- WHAT THIS TASK INVOLVES
Rewrite every line of the records below, requests included, but multiply each point coordinate in the answers by 2.6 and round it to a whole number, rounding halves up. Leave the numbers in the requests and their format samples as they are.

[Collection entries]

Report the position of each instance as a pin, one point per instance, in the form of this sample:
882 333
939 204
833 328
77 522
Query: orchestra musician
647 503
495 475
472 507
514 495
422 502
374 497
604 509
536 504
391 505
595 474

- RESULT OF THE EXERCISE
Report the position of each instance as a pin, one point per instance, in the form of this sample:
882 333
939 204
833 328
77 522
Query: orchestra musician
1682 1308
1287 1235
1227 1318
1336 1287
1097 1305
972 1292
1570 1323
1394 1310
1017 1313
1547 1232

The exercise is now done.